● **SFIDA**:
Restituisci invariate tutte le righe dei dati riportati sotto, omettendo le immagini.

● **DATI IN INGRESSO**:
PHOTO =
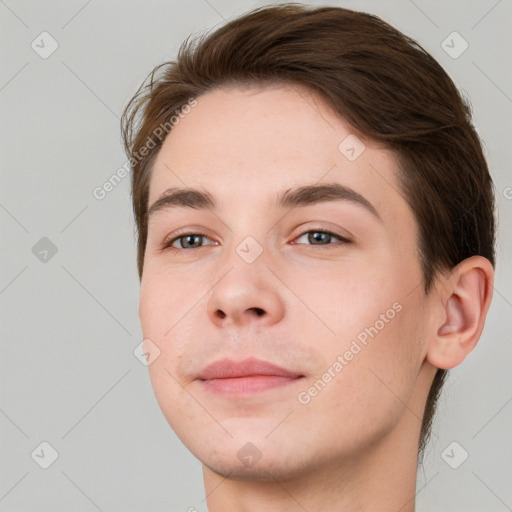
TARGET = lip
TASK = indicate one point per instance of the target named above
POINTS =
(248, 376)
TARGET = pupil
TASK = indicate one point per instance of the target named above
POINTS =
(318, 236)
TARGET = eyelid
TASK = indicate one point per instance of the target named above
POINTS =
(167, 243)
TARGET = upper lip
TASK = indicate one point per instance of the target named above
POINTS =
(227, 368)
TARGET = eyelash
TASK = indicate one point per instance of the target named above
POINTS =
(167, 245)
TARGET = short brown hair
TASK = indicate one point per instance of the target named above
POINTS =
(382, 82)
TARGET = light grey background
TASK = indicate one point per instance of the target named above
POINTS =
(70, 325)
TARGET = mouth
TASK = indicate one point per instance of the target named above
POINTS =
(245, 377)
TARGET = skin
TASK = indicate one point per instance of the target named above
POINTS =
(354, 445)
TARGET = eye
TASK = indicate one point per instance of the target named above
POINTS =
(316, 237)
(322, 237)
(185, 241)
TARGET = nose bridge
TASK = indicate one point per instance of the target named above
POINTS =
(247, 291)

● **RISULTATO**:
PHOTO =
TARGET = lip
TASK = indicate one point per instance of the target named above
POINTS =
(248, 376)
TARGET = pupil
TASK = indicate one point per instance of the target named above
POINTS =
(318, 236)
TARGET = eyelid
TASK = indicate one point per instance of the target named above
POINTS =
(167, 243)
TARGET = upper lip
TASK = indicate one point per instance of the target named above
POINTS =
(227, 368)
TARGET = eyelash
TASK = indicate one point per instance of the target named above
POINTS =
(167, 245)
TARGET = short brown hair
TASK = indicate one point per instance of the target named above
POINTS =
(382, 82)
TARGET = light grey background
TASK = indicate one point per instance of the target named above
POINTS =
(70, 325)
TARGET = mouth
TASK = indicate one point per instance of the target named above
POINTS =
(245, 377)
TARGET = skin
TASK = indicate one point per instance of the target named above
POINTS =
(354, 445)
TARGET = eye
TASK = indicate one point per instance of the target named above
POINTS =
(316, 237)
(322, 237)
(185, 241)
TARGET = nose bridge
TASK = indicate one point per instance of the target named above
POINTS =
(247, 291)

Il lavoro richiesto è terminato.